─── Selected excerpt ───

From 29 May 1940 until 7 April 1945 Christiansen was Wehrmachtbefehlshaber in den Niederlanden (Supreme Commander of the Wehrmacht in the Netherlands), and until 26 June 1943 was concurrently still Korpsführer of the NSFK. In addition, from 10 November 1944 until 28 January 1945 supreme commander of the 25th Army.
Christiansen also was responsible for the food embargo in winter 1944, causing famine in western Holland resulting in the death of 22000 civilian men, women and children.

After the war Christiansen was arrested for war crimes. On 2 October 1944 he had ordered a raid on the village of Putten in Gelderland, the Netherlands, in retaliation, after one of his officers, a Leutnant Sommers, was killed there by the Dutch resistance. When he heard about the actions of the resistance near Putten, Christiansen is reported to have said, "Das ganze Nest muss angesteckt werden und die ganze Bande an die Wand gestellt!" ("Put them all against the wall and burn the place down!") In compliance with this retributive sentiment, several members of the civilian population were shot, the village was burned, and 661 of the males of the town were deported to labor camps, the vast majority of whom never returned.

Christiansen was sentenced to 12 years imprisonment in 1948 in Arnhem for war crimes but was released in December 1951. He died in Aukrug in 1972.

───

Prompt 1: In the passage on Christiansen, how many males of Putten were deported to labor camps?
Prompt 2: Put this sentence from the passage on Christiansen into Spanish: "After the war Christiansen was arrested for war crimes."

─── Listed records ───

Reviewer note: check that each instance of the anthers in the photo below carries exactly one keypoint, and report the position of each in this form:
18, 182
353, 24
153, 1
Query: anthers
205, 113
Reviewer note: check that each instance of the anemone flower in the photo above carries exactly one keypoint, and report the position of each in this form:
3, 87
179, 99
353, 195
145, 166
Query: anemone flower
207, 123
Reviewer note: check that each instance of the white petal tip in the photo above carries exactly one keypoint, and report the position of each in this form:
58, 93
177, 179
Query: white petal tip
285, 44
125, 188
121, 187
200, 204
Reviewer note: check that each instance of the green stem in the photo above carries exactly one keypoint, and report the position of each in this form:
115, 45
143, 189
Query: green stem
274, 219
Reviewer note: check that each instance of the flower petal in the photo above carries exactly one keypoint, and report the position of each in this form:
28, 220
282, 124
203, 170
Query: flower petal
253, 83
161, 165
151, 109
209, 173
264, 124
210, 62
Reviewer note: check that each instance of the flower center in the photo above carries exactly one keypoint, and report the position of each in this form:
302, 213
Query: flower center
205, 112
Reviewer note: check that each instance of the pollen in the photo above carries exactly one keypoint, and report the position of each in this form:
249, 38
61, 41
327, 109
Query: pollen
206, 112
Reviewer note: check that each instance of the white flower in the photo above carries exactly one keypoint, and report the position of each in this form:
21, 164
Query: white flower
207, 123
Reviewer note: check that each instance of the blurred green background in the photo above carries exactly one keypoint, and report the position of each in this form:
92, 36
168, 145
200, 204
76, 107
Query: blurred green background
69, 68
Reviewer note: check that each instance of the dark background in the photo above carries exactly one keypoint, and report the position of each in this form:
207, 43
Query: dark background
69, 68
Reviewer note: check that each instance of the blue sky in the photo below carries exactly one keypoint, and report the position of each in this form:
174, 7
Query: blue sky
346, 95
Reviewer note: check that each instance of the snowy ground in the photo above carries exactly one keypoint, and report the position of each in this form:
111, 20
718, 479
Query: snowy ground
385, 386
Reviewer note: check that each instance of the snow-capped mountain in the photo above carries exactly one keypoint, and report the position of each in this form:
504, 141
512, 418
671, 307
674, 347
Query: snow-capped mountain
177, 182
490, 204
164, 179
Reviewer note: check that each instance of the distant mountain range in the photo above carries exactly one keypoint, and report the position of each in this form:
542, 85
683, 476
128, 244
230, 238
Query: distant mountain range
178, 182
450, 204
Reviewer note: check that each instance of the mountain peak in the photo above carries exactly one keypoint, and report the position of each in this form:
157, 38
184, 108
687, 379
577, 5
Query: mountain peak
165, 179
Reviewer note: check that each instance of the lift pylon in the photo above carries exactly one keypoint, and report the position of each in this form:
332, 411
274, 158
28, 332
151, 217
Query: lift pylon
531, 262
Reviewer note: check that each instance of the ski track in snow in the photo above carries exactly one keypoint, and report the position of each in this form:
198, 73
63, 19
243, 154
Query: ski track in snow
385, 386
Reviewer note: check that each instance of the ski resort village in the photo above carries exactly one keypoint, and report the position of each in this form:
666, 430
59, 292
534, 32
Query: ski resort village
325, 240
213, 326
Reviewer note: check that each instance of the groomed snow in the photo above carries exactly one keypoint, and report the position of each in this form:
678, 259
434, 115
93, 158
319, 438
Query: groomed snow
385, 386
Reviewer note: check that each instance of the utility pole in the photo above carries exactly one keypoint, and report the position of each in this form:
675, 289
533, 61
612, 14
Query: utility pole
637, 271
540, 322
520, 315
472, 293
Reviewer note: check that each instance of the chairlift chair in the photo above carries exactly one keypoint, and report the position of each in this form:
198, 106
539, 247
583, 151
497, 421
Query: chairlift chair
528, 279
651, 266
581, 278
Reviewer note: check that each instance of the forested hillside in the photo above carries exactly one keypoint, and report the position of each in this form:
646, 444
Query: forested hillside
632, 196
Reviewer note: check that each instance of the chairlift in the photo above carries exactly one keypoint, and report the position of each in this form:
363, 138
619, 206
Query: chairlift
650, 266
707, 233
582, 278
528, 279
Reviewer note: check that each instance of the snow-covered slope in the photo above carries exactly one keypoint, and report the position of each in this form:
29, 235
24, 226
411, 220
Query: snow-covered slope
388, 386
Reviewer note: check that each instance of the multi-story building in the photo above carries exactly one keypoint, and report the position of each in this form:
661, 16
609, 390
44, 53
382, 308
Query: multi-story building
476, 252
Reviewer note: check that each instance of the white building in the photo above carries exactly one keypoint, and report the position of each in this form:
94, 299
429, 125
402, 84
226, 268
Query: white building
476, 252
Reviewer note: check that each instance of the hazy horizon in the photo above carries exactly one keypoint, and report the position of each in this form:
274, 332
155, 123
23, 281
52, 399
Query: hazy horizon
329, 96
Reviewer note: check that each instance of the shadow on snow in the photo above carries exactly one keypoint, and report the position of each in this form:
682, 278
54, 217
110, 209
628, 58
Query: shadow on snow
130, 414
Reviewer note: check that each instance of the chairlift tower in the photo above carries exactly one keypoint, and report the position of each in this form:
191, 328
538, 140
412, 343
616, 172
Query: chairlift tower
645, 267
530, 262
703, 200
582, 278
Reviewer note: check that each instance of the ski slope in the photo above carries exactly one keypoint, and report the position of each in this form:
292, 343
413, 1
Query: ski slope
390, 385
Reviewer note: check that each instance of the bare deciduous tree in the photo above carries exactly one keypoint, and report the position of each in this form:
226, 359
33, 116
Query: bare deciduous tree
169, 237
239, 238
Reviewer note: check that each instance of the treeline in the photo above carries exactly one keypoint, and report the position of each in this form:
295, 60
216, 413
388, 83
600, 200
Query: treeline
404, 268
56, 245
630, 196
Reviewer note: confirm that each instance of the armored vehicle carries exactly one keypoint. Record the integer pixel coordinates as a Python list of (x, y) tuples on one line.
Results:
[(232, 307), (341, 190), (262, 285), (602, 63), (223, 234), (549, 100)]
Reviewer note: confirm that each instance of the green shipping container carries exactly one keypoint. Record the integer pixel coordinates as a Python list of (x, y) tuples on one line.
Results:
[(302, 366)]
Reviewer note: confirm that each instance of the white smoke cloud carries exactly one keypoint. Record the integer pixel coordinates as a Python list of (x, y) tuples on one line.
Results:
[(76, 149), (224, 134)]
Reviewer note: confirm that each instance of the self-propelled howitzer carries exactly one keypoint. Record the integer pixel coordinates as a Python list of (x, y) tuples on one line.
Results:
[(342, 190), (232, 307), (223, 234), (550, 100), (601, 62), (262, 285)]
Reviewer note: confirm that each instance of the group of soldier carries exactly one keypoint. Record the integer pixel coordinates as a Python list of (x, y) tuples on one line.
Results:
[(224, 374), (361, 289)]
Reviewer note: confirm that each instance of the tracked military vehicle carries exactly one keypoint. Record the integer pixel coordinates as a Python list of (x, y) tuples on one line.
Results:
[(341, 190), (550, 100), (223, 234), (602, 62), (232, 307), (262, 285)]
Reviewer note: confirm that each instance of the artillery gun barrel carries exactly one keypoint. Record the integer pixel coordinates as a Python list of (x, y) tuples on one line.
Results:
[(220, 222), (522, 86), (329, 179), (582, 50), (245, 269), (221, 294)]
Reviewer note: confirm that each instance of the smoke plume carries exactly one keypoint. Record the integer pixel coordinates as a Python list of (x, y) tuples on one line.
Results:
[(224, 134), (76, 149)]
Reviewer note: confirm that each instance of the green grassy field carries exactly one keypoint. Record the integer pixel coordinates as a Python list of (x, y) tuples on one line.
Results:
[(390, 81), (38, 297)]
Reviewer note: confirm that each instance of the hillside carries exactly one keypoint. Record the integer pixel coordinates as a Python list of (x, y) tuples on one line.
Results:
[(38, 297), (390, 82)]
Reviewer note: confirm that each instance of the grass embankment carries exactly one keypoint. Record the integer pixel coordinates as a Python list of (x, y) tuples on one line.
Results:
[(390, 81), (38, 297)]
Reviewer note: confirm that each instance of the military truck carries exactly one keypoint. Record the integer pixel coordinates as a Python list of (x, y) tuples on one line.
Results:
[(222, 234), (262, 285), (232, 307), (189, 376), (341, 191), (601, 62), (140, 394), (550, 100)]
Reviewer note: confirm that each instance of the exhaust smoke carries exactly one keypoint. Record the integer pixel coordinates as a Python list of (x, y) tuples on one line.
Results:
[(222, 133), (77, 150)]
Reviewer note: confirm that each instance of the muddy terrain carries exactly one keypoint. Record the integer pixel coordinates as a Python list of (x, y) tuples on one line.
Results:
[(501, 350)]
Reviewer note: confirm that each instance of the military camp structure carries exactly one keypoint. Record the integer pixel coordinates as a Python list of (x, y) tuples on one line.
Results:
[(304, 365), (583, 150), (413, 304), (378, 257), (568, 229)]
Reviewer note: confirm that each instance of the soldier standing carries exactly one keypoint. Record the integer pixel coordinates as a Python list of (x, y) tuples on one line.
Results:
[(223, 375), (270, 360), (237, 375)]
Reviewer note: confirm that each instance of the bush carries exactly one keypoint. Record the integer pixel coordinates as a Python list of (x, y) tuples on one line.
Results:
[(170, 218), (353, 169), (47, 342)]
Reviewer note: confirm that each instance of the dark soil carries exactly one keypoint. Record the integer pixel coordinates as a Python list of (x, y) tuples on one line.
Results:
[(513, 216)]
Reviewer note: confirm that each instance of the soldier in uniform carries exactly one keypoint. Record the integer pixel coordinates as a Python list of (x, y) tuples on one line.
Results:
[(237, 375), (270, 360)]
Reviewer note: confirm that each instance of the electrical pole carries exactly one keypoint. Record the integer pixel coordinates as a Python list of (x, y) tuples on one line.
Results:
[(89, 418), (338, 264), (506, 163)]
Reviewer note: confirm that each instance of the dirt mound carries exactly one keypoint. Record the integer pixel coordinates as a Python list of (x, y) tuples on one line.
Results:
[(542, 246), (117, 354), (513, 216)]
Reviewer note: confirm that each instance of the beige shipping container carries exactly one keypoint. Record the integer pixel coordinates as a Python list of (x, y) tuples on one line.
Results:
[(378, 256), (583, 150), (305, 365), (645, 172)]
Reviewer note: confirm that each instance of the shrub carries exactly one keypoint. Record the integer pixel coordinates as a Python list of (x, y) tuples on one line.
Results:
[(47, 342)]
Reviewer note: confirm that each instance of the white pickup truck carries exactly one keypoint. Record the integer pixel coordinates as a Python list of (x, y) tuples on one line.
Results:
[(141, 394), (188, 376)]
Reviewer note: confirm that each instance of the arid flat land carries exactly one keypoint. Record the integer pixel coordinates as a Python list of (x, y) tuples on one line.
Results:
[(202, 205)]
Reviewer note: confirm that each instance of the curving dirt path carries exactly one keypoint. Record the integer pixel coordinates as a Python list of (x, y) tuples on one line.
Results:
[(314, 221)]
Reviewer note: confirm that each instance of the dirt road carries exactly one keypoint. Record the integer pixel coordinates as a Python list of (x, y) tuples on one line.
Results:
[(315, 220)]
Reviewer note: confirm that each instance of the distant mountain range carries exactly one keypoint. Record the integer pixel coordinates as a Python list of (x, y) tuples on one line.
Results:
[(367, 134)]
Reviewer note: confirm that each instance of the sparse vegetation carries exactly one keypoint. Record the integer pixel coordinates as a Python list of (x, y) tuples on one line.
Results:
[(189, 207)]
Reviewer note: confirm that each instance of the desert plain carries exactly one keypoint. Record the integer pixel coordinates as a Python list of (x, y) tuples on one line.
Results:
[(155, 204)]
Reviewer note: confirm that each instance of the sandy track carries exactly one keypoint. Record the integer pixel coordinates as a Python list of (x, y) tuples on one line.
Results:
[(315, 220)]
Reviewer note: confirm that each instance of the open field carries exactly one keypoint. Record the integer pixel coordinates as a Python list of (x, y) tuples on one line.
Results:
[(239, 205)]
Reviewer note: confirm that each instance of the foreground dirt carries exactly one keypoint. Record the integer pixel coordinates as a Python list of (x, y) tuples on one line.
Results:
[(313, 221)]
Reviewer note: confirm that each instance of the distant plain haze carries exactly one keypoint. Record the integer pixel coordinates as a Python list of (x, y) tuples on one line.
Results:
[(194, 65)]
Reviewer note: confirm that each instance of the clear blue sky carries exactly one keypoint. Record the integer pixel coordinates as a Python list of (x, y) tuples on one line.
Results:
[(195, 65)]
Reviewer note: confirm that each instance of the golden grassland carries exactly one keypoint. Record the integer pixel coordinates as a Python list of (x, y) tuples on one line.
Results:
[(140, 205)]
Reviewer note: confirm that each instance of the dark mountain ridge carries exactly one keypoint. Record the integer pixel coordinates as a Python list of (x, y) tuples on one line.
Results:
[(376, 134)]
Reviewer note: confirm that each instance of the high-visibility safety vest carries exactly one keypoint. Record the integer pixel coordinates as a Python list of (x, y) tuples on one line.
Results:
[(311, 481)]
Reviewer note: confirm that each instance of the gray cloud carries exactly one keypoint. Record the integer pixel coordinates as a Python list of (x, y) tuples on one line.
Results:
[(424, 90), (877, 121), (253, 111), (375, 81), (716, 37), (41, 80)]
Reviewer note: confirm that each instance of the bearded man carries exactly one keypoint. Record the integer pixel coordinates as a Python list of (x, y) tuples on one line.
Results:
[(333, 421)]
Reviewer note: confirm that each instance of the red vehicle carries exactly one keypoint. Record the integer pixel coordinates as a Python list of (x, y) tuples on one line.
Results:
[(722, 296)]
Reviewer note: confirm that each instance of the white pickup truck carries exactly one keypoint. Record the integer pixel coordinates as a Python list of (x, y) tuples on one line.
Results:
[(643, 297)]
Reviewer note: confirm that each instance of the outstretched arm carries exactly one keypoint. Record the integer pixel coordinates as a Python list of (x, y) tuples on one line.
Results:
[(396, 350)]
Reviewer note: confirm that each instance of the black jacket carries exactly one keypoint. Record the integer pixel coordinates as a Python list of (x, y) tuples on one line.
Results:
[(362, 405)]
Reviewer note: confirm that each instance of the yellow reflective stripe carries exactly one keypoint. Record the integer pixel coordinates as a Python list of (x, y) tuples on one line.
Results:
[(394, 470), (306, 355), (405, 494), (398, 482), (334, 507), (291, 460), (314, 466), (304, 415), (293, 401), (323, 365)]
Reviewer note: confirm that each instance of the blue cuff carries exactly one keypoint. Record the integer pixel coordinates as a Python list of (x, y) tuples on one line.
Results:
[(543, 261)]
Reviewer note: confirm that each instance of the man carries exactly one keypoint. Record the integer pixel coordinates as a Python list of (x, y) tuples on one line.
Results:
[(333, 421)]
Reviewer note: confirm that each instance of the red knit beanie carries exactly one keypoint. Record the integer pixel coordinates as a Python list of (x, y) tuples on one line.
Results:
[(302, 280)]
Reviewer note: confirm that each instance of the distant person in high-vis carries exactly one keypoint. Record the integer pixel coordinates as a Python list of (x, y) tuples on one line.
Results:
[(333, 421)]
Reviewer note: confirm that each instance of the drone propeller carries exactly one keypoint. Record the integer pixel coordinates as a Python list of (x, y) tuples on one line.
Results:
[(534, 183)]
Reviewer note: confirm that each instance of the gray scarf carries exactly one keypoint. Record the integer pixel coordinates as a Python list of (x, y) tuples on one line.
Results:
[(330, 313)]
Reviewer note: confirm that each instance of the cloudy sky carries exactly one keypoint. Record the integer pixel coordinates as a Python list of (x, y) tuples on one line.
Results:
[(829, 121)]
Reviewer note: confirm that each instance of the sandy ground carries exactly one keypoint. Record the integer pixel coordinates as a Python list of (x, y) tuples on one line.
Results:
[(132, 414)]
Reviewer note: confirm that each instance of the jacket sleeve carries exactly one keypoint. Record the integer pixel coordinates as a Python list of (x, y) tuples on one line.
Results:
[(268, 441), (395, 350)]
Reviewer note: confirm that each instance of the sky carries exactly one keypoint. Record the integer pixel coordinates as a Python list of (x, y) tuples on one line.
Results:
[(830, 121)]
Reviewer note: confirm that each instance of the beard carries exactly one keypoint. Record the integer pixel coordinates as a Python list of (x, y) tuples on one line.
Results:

───

Answer box 1: 661

Answer box 2: Después de la guerra, Christiansen fue arrestado por crímenes de guerra.